[DOCUMENT EXCERPT]
QCSD: speculative decoding and verification
Leviathan guardrail and .qcsd_history.json
Threading and OpenMP tuning
Project structure (accurate layout)
Getting started
Tests
Roadmap and limitations

What this repository contains

This is not a single monolithic “drop a .pyd and forget Python” engine. It combines:

Layer	Role
`experiments/phi4_cpu_run.py`	End-to-end Phi-4 text inference: load local `safetensors`, ASDSL quantize projections, `KVHistory`, RoPE, GQA, MLP, greedy `generate`, optional QCSD (`generate_qcsd`).
`asdsl/kernels/`	Python APIs (`gemv_q4_packed`, etc.) plus optional native modules (`_native_gemv`, `_native_forward`, …) compiled from `asdsl/kernels/native/*.cpp` and `forward_loop.cpp`.
`scripts/run_full_benchmark.py`	Simulator mode (no weights) or `--phi4` mode: seven-row throughput table (Profiles A, C, D, E, F, G, B), Leviathan QCSD gate, optional history-backed α, RSS and footprint telemetry.

[GIVEN INFORMATION]

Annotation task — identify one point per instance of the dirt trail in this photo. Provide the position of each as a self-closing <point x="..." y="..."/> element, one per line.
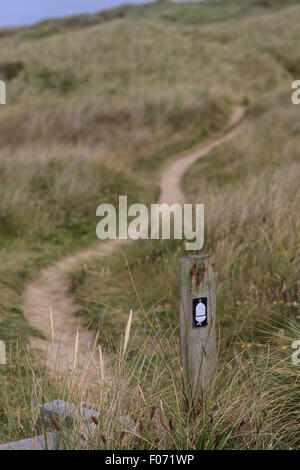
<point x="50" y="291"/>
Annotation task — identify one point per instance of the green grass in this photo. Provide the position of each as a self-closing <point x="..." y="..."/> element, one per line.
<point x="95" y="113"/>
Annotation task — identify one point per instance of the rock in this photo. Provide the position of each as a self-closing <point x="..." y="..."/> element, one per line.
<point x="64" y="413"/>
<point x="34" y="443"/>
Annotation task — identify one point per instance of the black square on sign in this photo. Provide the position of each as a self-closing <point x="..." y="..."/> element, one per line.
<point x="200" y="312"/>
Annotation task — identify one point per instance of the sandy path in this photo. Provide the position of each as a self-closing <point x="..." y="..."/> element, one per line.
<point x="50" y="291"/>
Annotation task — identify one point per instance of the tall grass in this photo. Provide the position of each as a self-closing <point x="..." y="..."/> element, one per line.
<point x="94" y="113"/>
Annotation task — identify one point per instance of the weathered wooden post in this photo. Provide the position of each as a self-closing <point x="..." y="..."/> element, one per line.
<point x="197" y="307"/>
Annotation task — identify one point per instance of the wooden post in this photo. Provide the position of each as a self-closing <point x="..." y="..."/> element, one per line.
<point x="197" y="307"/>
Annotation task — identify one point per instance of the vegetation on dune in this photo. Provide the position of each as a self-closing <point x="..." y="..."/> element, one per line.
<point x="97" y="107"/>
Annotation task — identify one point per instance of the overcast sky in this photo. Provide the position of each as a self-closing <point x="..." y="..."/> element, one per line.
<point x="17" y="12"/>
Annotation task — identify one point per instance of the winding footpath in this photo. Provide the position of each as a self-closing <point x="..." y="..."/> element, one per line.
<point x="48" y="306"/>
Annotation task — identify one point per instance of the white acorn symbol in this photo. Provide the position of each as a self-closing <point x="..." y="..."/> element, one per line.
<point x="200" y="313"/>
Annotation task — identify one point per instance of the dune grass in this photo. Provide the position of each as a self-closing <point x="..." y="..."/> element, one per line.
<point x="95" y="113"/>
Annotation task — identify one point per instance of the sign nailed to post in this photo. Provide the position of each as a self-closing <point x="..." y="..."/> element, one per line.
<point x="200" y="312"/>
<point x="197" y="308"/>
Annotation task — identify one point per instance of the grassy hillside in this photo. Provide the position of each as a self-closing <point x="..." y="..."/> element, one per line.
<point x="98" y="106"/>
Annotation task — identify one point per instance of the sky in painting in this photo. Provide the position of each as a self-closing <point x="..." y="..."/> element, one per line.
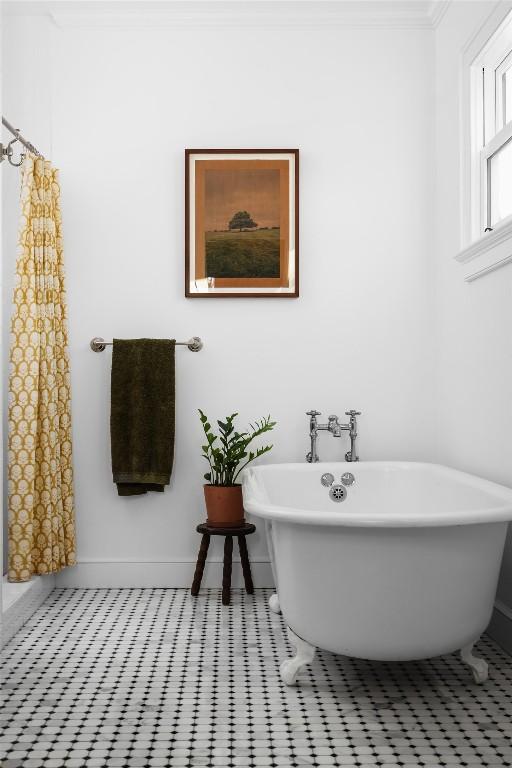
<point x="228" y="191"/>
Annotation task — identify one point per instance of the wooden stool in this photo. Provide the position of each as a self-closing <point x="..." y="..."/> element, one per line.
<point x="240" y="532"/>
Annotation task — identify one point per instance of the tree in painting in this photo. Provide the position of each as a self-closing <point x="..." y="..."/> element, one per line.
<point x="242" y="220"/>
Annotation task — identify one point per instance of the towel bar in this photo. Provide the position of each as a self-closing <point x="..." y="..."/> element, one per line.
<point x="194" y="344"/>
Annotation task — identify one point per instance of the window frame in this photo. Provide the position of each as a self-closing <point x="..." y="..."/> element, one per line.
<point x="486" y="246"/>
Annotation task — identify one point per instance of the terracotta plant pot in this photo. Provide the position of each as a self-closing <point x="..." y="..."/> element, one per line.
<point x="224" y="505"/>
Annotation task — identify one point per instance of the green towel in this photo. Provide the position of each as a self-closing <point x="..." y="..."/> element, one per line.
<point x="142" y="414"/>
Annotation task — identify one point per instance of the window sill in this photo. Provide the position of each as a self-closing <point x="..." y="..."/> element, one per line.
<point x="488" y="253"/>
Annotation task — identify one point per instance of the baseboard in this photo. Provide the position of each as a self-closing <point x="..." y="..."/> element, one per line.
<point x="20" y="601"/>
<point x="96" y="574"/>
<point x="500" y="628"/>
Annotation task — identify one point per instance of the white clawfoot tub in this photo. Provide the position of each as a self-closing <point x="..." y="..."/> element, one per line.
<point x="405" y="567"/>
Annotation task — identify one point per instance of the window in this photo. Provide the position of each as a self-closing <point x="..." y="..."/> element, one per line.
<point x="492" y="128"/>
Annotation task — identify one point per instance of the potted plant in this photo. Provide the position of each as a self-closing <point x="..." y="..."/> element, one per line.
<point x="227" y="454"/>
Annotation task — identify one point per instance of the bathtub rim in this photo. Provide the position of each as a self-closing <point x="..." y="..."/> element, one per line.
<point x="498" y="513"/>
...
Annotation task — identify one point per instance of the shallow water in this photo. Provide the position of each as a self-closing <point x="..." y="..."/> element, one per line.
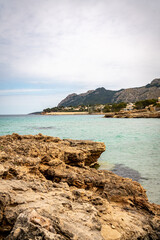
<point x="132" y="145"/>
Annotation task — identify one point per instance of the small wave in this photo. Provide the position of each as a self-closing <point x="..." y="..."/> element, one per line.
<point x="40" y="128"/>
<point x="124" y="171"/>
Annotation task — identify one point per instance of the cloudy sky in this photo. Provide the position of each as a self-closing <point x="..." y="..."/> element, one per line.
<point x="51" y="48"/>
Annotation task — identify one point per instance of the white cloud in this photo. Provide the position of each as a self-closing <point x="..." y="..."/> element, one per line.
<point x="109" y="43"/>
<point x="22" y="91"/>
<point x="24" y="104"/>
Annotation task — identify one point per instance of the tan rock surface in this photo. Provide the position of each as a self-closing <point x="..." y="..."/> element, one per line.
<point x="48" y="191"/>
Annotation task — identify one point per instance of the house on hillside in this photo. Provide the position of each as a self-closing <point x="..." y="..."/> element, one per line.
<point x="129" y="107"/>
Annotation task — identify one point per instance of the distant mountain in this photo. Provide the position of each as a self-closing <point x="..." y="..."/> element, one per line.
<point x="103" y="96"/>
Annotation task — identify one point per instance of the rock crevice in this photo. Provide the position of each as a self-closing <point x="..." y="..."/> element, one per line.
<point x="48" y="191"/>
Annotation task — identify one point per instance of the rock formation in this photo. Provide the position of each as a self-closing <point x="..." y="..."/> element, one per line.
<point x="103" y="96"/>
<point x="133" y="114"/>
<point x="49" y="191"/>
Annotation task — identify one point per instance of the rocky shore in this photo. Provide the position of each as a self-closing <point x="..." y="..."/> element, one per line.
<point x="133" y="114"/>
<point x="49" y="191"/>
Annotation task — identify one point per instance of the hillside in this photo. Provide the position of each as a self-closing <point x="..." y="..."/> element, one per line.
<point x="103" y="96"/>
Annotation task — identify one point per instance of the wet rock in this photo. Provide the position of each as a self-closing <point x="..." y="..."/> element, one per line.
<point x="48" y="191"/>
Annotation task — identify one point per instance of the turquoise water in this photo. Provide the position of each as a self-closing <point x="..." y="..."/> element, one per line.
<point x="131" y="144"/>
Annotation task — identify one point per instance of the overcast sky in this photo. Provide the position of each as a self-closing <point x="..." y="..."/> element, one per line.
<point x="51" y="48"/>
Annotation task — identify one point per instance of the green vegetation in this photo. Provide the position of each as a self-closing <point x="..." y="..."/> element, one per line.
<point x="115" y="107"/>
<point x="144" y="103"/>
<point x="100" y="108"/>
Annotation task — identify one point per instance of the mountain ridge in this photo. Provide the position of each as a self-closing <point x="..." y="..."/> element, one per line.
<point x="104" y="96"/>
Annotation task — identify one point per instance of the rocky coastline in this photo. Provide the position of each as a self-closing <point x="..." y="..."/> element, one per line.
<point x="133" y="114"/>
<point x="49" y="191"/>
--
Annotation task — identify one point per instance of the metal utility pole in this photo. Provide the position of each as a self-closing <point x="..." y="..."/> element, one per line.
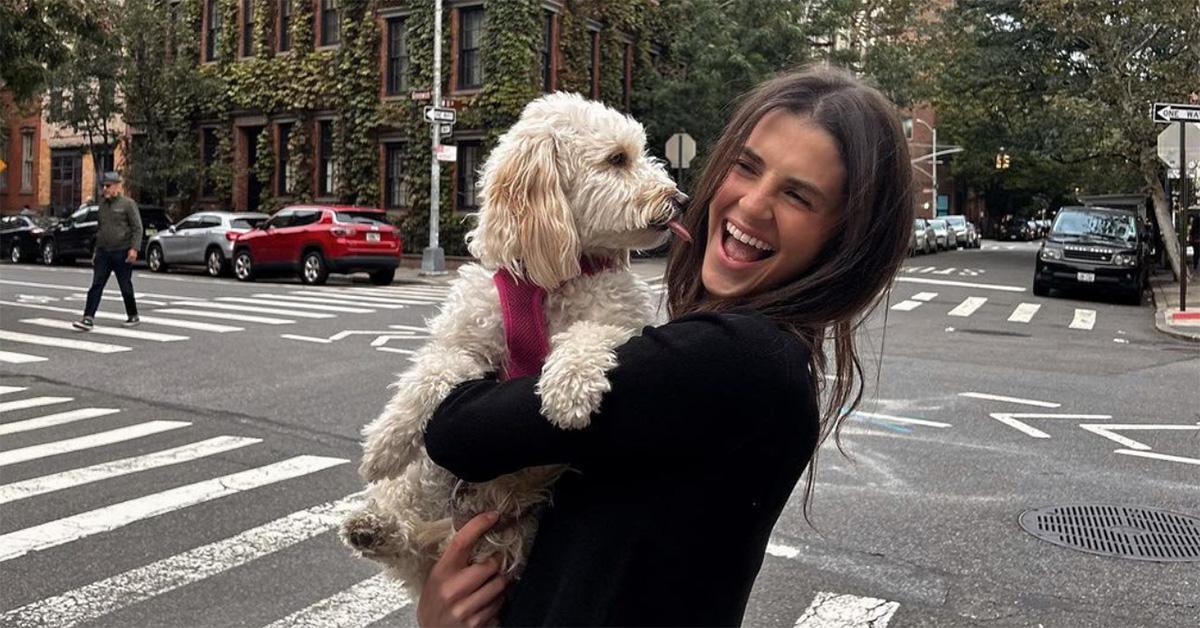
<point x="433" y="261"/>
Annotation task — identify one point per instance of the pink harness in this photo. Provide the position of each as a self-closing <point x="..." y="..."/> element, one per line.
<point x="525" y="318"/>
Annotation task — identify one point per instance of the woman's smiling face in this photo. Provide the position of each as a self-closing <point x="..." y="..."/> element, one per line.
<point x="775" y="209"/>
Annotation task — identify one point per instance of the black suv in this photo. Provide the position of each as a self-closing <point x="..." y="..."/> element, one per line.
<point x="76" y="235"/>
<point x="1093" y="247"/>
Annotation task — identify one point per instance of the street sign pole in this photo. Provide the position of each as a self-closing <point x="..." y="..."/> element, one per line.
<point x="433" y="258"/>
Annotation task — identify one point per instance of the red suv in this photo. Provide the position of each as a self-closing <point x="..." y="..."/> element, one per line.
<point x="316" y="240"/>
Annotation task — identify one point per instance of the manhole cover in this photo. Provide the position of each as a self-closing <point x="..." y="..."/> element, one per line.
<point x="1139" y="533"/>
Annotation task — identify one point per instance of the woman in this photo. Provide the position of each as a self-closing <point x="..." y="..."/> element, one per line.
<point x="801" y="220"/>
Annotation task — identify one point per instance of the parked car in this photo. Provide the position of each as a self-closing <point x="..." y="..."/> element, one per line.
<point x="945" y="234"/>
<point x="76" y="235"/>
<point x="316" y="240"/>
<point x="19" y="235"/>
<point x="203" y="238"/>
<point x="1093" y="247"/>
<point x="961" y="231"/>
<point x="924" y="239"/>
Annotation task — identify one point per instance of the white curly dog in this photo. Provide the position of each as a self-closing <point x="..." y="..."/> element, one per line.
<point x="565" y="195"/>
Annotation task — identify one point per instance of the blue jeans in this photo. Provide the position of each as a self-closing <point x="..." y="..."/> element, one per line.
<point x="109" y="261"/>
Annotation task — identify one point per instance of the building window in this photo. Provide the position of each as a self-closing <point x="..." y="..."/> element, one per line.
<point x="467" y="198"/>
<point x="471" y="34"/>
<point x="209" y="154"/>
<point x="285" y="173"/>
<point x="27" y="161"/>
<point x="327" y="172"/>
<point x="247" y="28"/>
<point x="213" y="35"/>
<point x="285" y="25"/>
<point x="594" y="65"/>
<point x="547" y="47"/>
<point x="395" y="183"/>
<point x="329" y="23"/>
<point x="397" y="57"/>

[WRITTEN TASKS]
1/ Print the stretch of the repository overview from "This is not" through "and footprint telemetry.".
2/ According to the repository overview, why is the project not a single monolithic "drop a .pyd and forget Python" engine?
Work only from the repository overview.

[EXPECTED RESULTS]
1/
This is not a single monolithic “drop a .pyd and forget Python” engine. It combines:

Layer	Role
`experiments/phi4_cpu_run.py`	End-to-end Phi-4 text inference: load local `safetensors`, ASDSL quantize projections, `KVHistory`, RoPE, GQA, MLP, greedy `generate`, optional QCSD (`generate_qcsd`).
`asdsl/kernels/`	Python APIs (`gemv_q4_packed`, etc.) plus optional native modules (`_native_gemv`, `_native_forward`, …) compiled from `asdsl/kernels/native/*.cpp` and `forward_loop.cpp`.
`scripts/run_full_benchmark.py`	Simulator mode (no weights) or `--phi4` mode: seven-row throughput table (Profiles A, C, D, E, F, G, B), Leviathan QCSD gate, optional history-backed α, RSS and footprint telemetry.

2/ It combines several layers with separate roles: the end-to-end Phi-4 inference script in `experiments/phi4_cpu_run.py`, the Python kernel APIs with optional native modules in `asdsl/kernels/`, and the benchmark script `scripts/run_full_benchmark.py`.